++++ Page extract ++++

Every perceptual experience is possibly delusory

(A) Take the following familiar kind of philosophical claim:



Every perceptual experience is possibly delusory!

How do you read this? Do you parse it as



(Every perceptual experience is such that)(it is possible that) it is delusory

or as



(It is possible that)(every perceptual experience is such that) it is delusory?

Do you think that one reading is correct (or at least the strongly preferred reading), and the other incorrect (or at least to be deprecated)? Or do you take (1) to be ambiguous between the ∀♢ reading (2) and the ♢∀ reading (3)?


Peter Geach in Reference and Generality takes it that (1) is unambiguously to be read as (3), with ‘every’ taking narrow scope. Or to be more accurate he talks — at p. 104 of the third edition —  about the fallacy in ‘the transition from “Any sense perception may be illusory” to “Every sense perception may be illusory”.’ I take it that the slight difference in wording is neither here nor there for the current point, and that the fallacy Geach is after is the fallacy of moving from ∀♢ to ♢∀. So indeed Geach is construing his  ‘every’ proposition as ♢∀ (and he doesn’t discern ambiguity).

++++ Data rows ++++

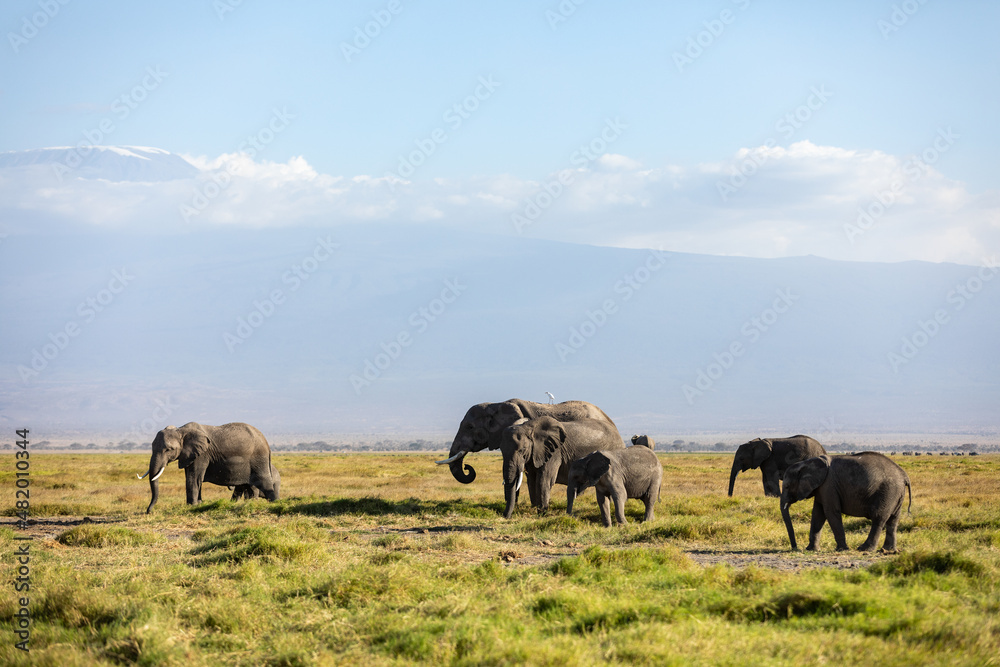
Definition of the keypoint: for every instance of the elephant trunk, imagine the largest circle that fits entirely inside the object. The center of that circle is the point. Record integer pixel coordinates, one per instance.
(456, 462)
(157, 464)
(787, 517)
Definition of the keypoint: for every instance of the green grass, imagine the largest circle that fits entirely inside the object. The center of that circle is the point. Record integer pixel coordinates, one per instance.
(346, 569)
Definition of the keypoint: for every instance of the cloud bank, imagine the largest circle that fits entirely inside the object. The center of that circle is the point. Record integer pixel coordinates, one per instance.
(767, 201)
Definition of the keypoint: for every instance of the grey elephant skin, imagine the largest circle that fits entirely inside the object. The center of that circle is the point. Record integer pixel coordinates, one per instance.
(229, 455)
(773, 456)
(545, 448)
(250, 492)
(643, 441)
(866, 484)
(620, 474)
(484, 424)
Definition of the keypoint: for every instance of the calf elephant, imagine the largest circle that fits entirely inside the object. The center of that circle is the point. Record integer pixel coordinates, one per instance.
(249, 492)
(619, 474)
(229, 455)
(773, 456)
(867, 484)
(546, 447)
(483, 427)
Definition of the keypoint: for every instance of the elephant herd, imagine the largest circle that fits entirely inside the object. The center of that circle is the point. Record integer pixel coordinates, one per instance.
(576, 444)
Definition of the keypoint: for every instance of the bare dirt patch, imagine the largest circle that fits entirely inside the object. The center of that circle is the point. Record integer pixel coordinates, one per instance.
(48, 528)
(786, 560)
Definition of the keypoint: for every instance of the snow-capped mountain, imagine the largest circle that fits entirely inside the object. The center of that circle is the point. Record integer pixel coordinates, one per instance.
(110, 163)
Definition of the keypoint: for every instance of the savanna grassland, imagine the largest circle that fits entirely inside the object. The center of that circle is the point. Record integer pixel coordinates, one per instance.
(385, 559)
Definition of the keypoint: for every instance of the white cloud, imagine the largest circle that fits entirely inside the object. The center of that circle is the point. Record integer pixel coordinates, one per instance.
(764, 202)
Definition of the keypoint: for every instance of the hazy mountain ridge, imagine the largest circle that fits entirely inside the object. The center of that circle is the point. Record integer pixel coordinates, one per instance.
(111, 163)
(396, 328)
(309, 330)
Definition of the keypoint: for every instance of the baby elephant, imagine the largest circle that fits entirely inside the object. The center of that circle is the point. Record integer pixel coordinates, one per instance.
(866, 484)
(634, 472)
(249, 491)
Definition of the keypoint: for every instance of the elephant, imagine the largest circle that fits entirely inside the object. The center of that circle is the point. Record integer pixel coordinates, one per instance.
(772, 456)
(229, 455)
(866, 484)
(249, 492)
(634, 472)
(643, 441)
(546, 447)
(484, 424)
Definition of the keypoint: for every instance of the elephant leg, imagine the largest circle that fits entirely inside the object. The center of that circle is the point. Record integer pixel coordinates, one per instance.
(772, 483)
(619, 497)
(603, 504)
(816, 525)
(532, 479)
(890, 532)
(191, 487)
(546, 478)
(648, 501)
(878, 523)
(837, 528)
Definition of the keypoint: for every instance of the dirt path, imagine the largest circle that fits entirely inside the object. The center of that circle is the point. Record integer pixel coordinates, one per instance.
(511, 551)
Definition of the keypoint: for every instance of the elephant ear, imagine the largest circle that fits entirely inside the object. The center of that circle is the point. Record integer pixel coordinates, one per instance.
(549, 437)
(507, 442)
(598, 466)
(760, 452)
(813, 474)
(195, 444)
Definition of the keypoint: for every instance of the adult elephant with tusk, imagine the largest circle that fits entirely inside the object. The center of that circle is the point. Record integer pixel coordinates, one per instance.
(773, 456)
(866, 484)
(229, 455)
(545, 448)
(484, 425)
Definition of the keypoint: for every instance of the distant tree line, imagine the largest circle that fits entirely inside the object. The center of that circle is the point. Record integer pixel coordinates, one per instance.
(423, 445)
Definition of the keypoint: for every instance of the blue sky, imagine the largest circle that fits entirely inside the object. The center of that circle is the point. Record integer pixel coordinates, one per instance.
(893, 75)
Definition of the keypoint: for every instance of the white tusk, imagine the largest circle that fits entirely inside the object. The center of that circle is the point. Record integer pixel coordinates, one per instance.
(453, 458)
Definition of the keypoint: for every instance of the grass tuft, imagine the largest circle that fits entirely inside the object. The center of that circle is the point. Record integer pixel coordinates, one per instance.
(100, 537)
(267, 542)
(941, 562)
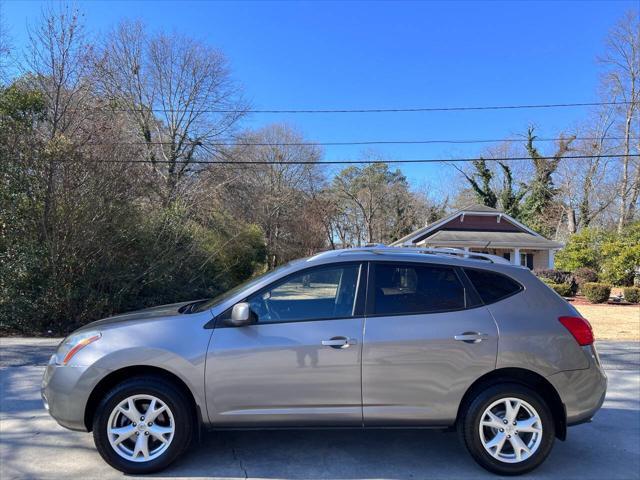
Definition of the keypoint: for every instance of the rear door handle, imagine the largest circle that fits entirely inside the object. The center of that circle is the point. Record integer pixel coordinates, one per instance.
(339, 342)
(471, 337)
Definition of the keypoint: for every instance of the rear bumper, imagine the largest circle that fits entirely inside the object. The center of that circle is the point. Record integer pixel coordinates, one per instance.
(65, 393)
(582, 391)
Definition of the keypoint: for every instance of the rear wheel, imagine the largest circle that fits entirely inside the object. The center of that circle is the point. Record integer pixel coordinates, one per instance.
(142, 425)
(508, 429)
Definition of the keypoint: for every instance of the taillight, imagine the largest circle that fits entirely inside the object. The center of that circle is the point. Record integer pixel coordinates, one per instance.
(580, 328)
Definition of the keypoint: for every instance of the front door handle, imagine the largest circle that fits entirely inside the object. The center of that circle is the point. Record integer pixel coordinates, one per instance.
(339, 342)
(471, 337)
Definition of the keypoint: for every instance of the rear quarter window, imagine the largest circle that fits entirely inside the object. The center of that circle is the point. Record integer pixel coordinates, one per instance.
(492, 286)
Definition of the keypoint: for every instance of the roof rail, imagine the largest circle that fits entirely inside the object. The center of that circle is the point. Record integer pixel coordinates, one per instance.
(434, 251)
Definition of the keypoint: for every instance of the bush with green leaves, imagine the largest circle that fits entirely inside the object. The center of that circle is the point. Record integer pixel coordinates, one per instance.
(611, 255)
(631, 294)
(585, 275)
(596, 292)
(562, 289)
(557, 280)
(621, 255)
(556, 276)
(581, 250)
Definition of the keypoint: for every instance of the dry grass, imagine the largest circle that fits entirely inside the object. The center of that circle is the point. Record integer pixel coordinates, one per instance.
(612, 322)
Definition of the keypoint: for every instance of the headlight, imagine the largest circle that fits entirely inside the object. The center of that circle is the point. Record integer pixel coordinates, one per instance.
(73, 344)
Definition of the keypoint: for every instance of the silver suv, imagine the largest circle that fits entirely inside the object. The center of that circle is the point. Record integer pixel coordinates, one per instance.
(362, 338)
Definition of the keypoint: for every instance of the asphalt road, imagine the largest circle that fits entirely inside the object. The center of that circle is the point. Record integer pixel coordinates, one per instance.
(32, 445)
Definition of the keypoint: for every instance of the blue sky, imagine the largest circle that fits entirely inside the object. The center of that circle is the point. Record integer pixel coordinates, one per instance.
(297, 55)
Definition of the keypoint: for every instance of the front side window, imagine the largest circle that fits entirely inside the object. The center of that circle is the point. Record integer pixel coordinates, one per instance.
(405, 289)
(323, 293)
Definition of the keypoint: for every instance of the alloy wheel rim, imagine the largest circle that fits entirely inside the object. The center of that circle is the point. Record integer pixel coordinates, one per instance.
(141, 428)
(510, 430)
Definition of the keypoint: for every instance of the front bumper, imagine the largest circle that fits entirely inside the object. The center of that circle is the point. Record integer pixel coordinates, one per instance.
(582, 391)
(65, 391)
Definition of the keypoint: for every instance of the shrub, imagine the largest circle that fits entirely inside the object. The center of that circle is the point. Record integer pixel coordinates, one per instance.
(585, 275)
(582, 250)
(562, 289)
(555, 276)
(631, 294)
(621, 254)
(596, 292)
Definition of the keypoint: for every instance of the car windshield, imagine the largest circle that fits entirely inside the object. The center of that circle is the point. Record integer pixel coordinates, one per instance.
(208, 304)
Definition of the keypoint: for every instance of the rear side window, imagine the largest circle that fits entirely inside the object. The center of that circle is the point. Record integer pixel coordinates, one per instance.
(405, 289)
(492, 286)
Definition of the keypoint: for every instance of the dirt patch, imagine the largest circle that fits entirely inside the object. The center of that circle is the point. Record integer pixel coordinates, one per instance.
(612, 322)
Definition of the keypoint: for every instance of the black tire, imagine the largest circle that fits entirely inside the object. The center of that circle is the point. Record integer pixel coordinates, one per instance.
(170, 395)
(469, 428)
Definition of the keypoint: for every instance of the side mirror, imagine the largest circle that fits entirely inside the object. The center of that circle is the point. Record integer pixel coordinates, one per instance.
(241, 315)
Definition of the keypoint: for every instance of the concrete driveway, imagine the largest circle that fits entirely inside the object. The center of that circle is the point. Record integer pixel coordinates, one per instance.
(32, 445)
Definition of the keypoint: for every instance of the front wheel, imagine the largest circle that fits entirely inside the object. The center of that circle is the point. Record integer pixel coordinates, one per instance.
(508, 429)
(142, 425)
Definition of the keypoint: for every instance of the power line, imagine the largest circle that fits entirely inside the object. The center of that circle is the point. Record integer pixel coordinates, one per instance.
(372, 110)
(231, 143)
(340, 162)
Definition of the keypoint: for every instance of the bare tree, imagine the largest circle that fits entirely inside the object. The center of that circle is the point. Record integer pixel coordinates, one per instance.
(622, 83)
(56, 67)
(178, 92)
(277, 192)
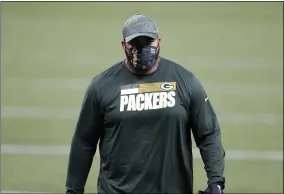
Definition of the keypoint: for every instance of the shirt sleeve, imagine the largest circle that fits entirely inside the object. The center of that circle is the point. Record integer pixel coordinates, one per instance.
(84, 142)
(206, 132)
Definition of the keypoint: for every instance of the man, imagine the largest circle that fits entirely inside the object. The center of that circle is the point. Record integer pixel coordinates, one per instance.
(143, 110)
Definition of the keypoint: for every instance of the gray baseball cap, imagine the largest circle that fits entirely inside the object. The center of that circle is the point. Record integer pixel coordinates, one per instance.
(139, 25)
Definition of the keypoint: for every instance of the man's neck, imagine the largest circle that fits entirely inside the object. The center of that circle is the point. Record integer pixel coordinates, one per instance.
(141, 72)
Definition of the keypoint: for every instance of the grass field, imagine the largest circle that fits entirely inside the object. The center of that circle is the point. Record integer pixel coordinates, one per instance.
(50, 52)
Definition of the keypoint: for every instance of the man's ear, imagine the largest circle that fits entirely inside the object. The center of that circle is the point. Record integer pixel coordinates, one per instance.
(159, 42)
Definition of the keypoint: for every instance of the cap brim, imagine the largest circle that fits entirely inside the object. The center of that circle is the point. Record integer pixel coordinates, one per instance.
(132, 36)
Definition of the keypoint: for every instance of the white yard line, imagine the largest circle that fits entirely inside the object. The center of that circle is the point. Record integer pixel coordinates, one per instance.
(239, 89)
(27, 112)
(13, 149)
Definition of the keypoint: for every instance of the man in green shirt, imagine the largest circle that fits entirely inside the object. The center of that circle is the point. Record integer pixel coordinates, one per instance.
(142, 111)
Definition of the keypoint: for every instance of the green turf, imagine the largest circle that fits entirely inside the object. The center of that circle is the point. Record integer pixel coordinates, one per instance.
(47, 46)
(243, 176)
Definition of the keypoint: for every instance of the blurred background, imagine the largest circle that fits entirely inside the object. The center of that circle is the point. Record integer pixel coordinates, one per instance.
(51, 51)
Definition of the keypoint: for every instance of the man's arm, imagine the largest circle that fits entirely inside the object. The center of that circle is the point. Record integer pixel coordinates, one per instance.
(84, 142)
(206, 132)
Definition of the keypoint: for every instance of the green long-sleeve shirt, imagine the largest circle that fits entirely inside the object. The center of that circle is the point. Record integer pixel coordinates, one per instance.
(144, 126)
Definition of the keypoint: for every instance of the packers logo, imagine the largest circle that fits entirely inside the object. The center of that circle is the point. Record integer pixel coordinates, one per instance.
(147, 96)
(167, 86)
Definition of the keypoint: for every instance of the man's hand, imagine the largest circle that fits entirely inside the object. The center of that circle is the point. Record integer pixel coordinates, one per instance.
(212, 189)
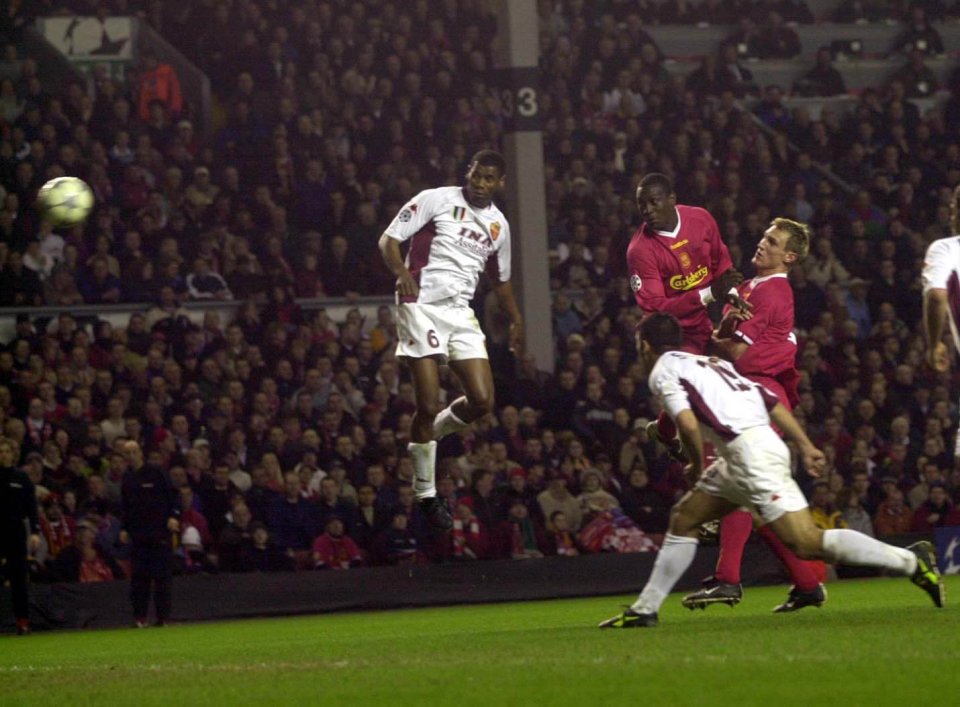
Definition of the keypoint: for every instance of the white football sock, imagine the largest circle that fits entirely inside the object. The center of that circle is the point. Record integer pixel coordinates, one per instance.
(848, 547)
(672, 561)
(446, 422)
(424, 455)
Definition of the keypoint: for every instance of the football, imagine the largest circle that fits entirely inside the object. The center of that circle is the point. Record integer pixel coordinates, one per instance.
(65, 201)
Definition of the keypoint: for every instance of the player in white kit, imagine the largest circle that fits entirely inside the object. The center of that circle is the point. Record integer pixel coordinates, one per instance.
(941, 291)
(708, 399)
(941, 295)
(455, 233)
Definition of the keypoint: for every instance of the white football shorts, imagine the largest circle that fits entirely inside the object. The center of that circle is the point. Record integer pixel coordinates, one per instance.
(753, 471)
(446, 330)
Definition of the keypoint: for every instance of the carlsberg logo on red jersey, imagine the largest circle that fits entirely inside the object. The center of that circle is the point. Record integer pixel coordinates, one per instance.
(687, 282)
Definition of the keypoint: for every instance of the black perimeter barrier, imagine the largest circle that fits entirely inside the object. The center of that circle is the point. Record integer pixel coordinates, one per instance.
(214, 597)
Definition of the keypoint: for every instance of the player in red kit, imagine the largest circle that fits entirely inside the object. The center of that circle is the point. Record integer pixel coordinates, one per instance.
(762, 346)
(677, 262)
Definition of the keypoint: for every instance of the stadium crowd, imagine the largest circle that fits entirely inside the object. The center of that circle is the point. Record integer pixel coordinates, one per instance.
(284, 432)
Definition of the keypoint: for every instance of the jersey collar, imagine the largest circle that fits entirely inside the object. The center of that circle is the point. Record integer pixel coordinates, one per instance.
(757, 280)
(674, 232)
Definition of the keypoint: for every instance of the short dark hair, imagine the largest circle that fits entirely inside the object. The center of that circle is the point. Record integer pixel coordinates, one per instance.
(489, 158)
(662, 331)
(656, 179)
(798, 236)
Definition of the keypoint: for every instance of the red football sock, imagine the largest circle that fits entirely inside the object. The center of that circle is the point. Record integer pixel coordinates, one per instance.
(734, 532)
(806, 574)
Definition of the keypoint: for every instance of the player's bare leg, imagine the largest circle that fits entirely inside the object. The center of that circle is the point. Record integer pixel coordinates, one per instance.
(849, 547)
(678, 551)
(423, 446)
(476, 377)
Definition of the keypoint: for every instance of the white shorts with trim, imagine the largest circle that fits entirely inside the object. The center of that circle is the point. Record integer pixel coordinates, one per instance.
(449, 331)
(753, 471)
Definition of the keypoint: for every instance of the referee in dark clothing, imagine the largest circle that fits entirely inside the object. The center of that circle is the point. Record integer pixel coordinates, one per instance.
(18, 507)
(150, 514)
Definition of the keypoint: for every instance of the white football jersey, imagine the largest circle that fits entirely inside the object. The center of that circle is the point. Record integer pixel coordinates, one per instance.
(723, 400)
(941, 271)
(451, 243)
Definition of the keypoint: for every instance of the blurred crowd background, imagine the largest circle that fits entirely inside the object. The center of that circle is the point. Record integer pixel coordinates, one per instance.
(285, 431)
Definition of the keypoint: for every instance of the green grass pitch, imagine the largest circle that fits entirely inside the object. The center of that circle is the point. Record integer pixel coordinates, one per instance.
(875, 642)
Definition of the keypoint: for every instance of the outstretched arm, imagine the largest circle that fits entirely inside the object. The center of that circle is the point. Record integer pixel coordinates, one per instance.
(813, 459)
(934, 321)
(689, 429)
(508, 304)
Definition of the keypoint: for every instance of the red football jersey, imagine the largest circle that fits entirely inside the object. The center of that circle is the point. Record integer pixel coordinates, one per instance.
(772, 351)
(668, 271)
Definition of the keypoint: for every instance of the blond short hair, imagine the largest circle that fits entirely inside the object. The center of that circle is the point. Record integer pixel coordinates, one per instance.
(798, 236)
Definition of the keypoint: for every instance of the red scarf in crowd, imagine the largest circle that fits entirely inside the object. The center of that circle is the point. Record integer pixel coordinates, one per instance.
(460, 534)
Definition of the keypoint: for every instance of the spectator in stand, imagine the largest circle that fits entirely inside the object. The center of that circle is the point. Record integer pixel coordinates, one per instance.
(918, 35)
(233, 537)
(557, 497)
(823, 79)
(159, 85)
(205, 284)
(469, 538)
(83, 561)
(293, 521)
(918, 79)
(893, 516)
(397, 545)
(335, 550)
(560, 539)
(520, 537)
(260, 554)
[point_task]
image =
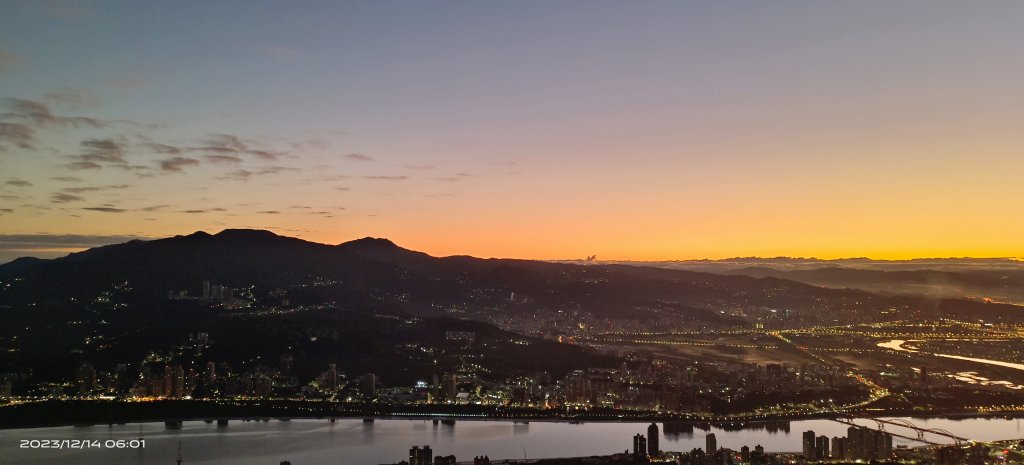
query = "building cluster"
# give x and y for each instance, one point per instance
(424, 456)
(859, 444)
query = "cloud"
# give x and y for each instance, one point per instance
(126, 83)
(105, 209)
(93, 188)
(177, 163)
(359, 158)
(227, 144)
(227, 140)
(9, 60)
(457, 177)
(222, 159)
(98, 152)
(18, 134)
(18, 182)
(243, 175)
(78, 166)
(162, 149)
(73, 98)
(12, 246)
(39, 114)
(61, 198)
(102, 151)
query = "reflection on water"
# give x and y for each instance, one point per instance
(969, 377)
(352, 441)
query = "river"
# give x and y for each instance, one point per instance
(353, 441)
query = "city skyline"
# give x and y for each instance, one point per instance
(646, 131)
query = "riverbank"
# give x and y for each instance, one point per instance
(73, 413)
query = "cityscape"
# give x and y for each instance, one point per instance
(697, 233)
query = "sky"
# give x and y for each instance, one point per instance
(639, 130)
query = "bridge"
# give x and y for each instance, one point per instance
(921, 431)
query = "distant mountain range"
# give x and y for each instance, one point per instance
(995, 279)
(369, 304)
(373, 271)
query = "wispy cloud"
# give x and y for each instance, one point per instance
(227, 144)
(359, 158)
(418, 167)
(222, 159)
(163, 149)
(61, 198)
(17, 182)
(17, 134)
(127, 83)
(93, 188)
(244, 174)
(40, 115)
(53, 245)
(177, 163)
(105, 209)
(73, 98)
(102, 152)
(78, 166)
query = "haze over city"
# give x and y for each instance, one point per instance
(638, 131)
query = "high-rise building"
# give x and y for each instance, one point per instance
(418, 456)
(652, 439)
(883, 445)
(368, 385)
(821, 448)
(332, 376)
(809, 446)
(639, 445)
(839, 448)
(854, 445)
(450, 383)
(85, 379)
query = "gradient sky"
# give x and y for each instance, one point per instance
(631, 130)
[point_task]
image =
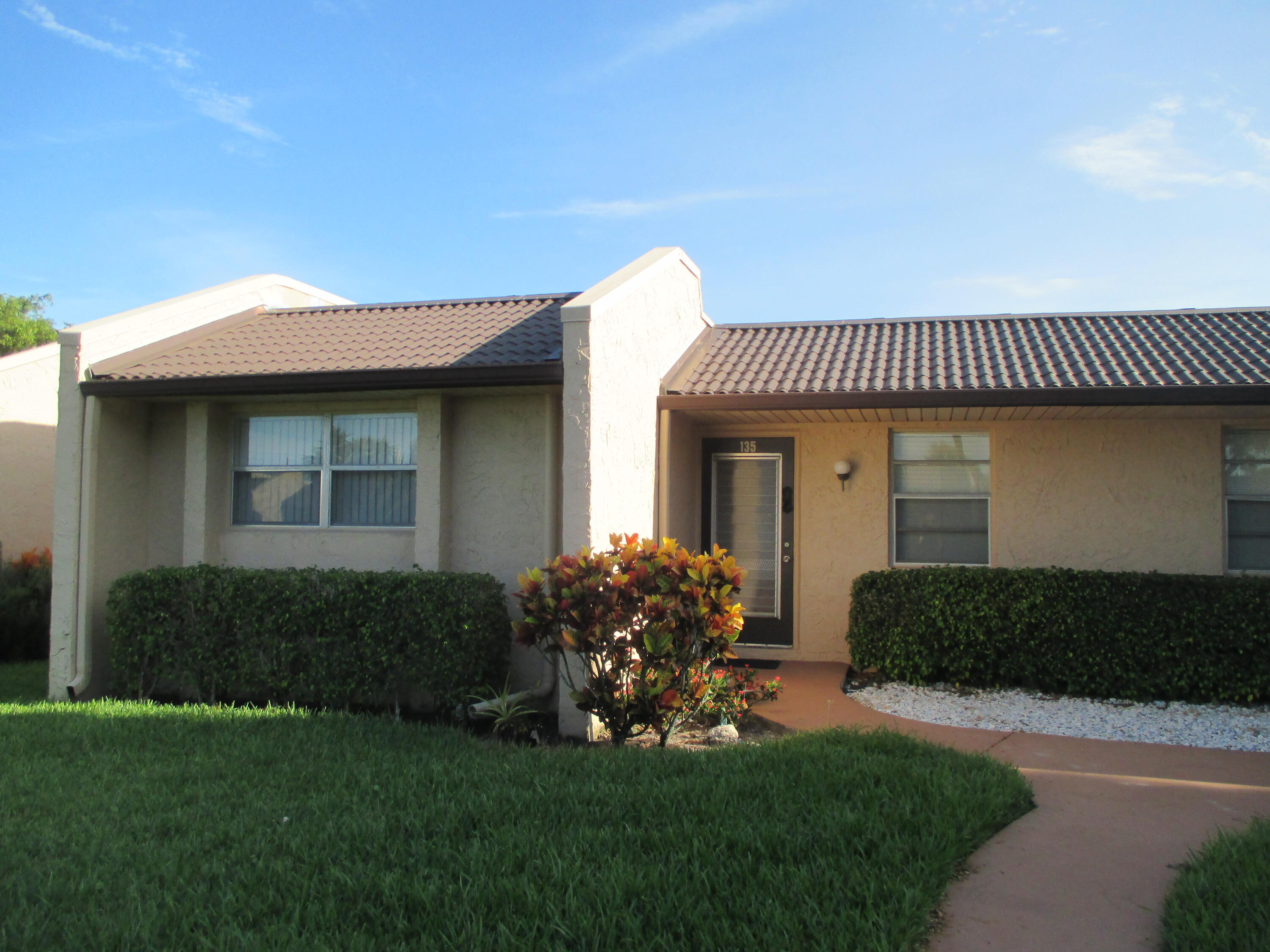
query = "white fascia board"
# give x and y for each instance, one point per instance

++++

**Requirement 1:** Can you update the passage on scope ambiguity from the words "(Every perceptual experience is such that)(it" through "it is delusory?", putting "sensory experience" in place of "perceptual experience"?
**Requirement 2:** Could you collect every line of the entries that holds the word "door"?
The passage on scope ambiguity and the entries are unrelated to each other.

**Solution 1:**
(Every sensory experience is such that)(it is possible that) it is delusory

or as



(It is possible that)(every sensory experience is such that) it is delusory?

**Solution 2:**
Definition of the keypoint: for every instance of the rear door handle, imagine the largest circle that fits entirely inside the object. The center of that circle is the point. Record integer pixel coordinates, one per instance.
Definition of the keypoint: for every instance of the front door handle, imagine the largest circle that fits entirely inside the object. The center of that circle is the point. Record integer pixel coordinates, one per instance.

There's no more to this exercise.